§ Stated problem:
Output every record word for word.

§ Data rows:
========================
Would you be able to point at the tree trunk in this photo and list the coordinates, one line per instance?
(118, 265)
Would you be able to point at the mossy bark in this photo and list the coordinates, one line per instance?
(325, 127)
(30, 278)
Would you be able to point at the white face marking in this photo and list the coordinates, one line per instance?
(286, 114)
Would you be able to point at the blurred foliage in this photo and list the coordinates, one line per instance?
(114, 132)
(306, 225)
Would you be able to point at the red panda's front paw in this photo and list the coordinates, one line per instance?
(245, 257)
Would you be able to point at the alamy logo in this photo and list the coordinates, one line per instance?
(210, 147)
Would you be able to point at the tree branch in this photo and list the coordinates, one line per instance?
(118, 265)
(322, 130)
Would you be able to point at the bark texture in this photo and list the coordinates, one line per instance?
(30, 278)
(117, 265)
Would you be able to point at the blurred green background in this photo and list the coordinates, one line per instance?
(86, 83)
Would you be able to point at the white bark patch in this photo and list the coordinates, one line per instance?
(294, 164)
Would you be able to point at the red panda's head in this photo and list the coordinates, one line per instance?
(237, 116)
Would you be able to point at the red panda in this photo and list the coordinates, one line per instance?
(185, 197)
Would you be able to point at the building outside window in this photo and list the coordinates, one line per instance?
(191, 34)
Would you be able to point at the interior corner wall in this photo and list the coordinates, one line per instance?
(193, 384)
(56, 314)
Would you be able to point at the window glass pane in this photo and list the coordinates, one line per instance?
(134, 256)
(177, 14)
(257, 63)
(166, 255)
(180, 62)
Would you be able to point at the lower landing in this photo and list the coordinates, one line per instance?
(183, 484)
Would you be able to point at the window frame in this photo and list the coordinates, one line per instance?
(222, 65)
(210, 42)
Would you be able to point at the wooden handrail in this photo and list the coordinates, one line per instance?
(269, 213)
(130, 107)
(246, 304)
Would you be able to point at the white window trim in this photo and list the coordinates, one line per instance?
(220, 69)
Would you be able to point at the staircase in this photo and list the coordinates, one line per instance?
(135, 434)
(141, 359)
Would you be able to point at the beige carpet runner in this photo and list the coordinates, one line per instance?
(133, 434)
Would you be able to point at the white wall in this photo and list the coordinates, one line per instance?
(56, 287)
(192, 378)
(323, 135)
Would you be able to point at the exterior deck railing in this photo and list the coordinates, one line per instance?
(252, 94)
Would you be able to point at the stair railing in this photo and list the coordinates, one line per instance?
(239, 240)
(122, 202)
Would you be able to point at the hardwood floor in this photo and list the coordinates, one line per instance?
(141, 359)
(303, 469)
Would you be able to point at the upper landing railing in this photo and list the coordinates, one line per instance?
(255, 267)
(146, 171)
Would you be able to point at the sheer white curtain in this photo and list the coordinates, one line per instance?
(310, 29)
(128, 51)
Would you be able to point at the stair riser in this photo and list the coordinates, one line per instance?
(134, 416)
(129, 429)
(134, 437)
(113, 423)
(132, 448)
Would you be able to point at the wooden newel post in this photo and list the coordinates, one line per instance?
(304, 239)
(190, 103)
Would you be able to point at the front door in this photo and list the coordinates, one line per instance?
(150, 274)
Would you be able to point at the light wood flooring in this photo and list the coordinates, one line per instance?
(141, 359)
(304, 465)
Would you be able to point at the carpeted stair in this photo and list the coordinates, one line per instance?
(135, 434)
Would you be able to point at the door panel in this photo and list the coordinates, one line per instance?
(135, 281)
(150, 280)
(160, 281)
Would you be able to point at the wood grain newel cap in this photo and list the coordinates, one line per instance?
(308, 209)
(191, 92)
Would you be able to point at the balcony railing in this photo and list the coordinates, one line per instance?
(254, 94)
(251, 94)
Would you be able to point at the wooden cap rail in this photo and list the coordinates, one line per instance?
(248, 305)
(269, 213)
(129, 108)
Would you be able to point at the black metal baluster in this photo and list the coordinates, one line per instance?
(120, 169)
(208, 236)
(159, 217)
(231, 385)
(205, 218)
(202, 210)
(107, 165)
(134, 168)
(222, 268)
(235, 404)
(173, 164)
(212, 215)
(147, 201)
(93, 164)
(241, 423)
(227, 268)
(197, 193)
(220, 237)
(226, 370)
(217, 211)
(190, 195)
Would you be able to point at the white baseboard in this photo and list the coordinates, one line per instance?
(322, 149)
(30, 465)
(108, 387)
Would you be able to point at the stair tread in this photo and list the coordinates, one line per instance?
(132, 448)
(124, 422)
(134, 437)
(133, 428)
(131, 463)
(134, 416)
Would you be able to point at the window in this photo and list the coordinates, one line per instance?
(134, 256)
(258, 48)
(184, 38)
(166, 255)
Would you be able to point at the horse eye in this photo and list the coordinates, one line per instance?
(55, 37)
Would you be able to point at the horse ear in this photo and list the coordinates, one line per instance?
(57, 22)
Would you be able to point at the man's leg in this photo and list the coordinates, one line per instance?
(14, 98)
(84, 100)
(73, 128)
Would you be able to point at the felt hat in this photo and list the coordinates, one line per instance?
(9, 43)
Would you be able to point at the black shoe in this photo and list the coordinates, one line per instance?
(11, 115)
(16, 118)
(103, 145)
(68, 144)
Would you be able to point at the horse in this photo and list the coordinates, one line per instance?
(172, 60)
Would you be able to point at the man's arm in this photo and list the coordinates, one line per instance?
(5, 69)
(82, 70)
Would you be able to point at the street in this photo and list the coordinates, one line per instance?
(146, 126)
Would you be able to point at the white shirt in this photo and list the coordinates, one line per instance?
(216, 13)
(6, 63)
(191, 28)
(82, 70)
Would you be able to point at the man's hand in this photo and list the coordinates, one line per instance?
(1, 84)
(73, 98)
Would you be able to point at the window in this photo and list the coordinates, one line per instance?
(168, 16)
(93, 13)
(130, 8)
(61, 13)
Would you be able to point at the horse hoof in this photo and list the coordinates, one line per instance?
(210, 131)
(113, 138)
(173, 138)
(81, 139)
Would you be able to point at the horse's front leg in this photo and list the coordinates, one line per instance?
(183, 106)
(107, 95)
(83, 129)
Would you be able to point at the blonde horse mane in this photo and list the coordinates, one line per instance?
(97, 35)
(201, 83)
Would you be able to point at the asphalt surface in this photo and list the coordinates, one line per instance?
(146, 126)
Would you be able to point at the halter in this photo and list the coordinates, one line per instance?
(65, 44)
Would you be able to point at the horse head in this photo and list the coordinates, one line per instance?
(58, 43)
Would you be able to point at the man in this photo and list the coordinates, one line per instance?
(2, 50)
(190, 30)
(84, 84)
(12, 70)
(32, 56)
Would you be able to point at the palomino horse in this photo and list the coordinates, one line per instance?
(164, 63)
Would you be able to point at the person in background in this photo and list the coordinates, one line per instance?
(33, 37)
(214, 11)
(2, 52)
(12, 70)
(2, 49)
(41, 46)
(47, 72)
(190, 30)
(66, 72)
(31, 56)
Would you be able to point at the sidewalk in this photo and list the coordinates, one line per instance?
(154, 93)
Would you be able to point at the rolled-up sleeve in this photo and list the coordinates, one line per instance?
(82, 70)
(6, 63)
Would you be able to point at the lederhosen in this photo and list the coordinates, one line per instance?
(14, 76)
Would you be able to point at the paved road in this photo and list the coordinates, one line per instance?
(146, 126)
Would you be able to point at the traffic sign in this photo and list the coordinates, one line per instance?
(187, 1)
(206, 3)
========================
§ Expected answer:
Would you be able to point at the tree trunk in this photo and list the coordinates, one line per instance?
(118, 265)
Would you be able to point at the mossy bark in this photo and list the coordinates, one line per instance?
(325, 127)
(30, 278)
Would you be able to point at the white face marking in this photo and list the coordinates, one line per instance?
(286, 114)
Would you be able to point at the blurred foliage in this photo and list the coordinates, one line per instance?
(114, 132)
(306, 225)
Would you be able to point at the red panda's front paw in this photo and list the coordinates, one line per instance?
(245, 257)
Would you be able to point at the alamy logo in this photo and list the coordinates, one line per instance?
(210, 147)
Would you be able to point at the tree branch in this photo and list the coordinates, one line per instance?
(118, 265)
(322, 130)
Would you be able to point at the bark texture in this photo and list the coordinates, one line per instance?
(30, 278)
(117, 265)
Would you be able to point at the blurred green background in this photo and list the coordinates, one line per instance?
(86, 83)
Would you be able to point at the white bark patch in this photo and list the coordinates, one line per instance?
(294, 164)
Would you be able to point at the red panda's head in this photo and list the coordinates, one line per instance?
(237, 116)
Would you be able to point at the red panda in this photo and list the coordinates, one line per instance?
(185, 197)
Would you be able to point at the building outside window in this photo and list the coordinates, one line per instance?
(191, 34)
Would you be able to point at the interior corner wall in this photo and list the coordinates, one line per instance?
(193, 384)
(56, 314)
Would you be able to point at the window glass pane in this photo and list the coordinates, one line per instance?
(134, 256)
(177, 14)
(257, 63)
(166, 255)
(180, 62)
Would you be able to point at the lower landing in this photo and list the coordinates, one line per instance?
(183, 484)
Would you be able to point at the window frame in this photo and list the coordinates, one line per instance?
(222, 65)
(210, 42)
Would you be able to point at the wooden handrail in this photo and list the coordinates, one line per instance?
(269, 213)
(130, 107)
(246, 304)
Would you be able to point at the white window trim in this photo and list the coordinates, one line per instance?
(220, 69)
Would you be able to point at the staircase in this photo and list the coordinates, one line per instance?
(135, 434)
(141, 359)
Would you be able to point at the beige carpet runner in this photo and list the coordinates, one line per instance?
(133, 434)
Would you be able to point at the white wall in this photo and list the coordinates, one line per instance?
(56, 287)
(192, 378)
(323, 135)
Would you be able to point at the exterior deck railing in this photo and list the coordinates, one line per instance?
(252, 94)
Would you be able to point at the stair railing in this photo and list the coordinates, one line per instance?
(239, 240)
(122, 202)
Would you be able to point at the hardwood floor in this photo and list the coordinates, one line per instance?
(141, 359)
(303, 469)
Would you be able to point at the upper landing railing in this photo and list the coordinates, one line per instance?
(255, 267)
(146, 171)
Would you be able to point at the sheer white curtain in this photo and list the coordinates, one line per instance?
(310, 29)
(128, 51)
Would you be able to point at the stair riser in this photo and list the coordinates, one line per instance?
(134, 416)
(129, 429)
(134, 437)
(113, 423)
(132, 448)
Would you be able to point at the wooden newel post in this photo and list the coordinates, one line per instance?
(304, 239)
(190, 103)
Would you be able to point at the front door in this photo and list the coordinates, one line per instance?
(150, 274)
Would you be able to point at the light wood flooring in this photo and list the coordinates, one line per instance?
(141, 359)
(304, 465)
Would you be able to point at the carpeted stair in this photo and list the coordinates, one line per instance?
(135, 434)
Would you be able to point at the door panel in this photo and list the coordinates, one line per instance?
(135, 281)
(150, 280)
(160, 281)
Would you be able to point at the wood grain newel cap in this photo and list the coordinates, one line per instance?
(308, 209)
(191, 92)
Would you be able to point at the balcony railing in this photo and list the coordinates, one line per instance?
(254, 94)
(251, 94)
Would you be able to point at the wooden cap rail in this photo and list the coordinates, one line per instance?
(248, 305)
(269, 213)
(129, 108)
Would you be able to point at the black metal baluster in this photo and list the coordinates, one line per instance?
(120, 169)
(208, 236)
(159, 217)
(231, 385)
(205, 218)
(202, 210)
(107, 165)
(134, 168)
(222, 268)
(235, 404)
(173, 164)
(212, 215)
(147, 201)
(93, 164)
(241, 423)
(227, 268)
(197, 193)
(220, 237)
(226, 370)
(217, 211)
(190, 195)
Would you be able to point at the white baseboard in this photo and list the coordinates, one line per instance?
(322, 149)
(30, 465)
(108, 387)
Would you be able to point at the stair tread in this photo and list the coordinates, one line per instance?
(132, 448)
(124, 422)
(134, 437)
(133, 428)
(131, 463)
(134, 416)
Would you be able to point at the window in this photo and list the coordinates, one line per instance?
(134, 256)
(258, 48)
(184, 38)
(166, 255)
Would you be able to point at the horse eye in this photo and list the coordinates, one line per instance?
(55, 37)
Would you be able to point at the horse ear in this photo and list the coordinates, one line per instance?
(57, 22)
Would you be able to point at the man's leg in this photo and list the coordinates, one line per instance?
(14, 98)
(84, 100)
(73, 128)
Would you be able to point at the felt hat in this photo and list the coordinates, one line per instance?
(9, 43)
Would you be able to point at the black shoe in this photo and list the coordinates, one line per instance?
(11, 115)
(16, 118)
(103, 145)
(68, 144)
Would you be able to point at the horse in this photo and list the coordinates, one line per instance?
(172, 60)
Would you be able to point at the man's arm in this photo and list the coordinates, one line per instance?
(5, 69)
(82, 70)
Would you be able to point at the street in this photo and list the coordinates, one line per instance?
(146, 126)
Would you be able to point at the white shirt in this photo and list the coordinates, one line per instance?
(216, 13)
(6, 63)
(191, 28)
(82, 70)
Would you be able to point at the man's hand in this photo and list the coordinates, one line per instance?
(1, 84)
(73, 98)
Would you be able to point at the window in this photo and list the coordinates, one line per instance?
(168, 16)
(93, 13)
(130, 8)
(61, 13)
Would you be able to point at the horse hoof in this photo and list the coordinates, one line per instance?
(210, 131)
(113, 138)
(173, 138)
(81, 139)
Would you be able to point at the horse's front leg in this photo and list the coordinates, one line per instance?
(183, 106)
(107, 95)
(83, 129)
Would you be able to point at the blonde horse mane in this photo and list the coordinates, one line per instance?
(97, 35)
(201, 83)
Would you be able to point at the asphalt surface in this photo and list the coordinates, one line per instance?
(146, 126)
Would you be able to point at the halter in this photo and list the coordinates, one line per instance?
(65, 44)
Would you be able to point at the horse head in this photo and list the coordinates, one line per instance?
(58, 43)
Would you be able to point at the man in this photo and list the coordinates, one line per instance?
(2, 50)
(190, 30)
(84, 84)
(12, 70)
(32, 56)
Would you be able to point at the palomino horse in this photo and list the coordinates, one line per instance?
(164, 63)
Would you be able to point at the person in background in this photo and list the coordinates, one line per instance?
(33, 37)
(214, 11)
(2, 52)
(12, 70)
(2, 49)
(41, 46)
(47, 72)
(190, 30)
(66, 72)
(31, 56)
Would you be able to point at the sidewalk in this photo and list the coordinates, one line per instance?
(154, 93)
Would you be able to point at the rolled-up sleeve in this photo and list the coordinates, one line per instance?
(82, 70)
(6, 63)
Would you be able to point at the lederhosen in this photo and list the coordinates, one line per instance?
(14, 76)
Would you be able to point at the paved road in this photo and list the coordinates, one line per instance?
(146, 126)
Would you be able to point at the traffic sign in this photo and list the coordinates, one line per instance?
(187, 1)
(206, 3)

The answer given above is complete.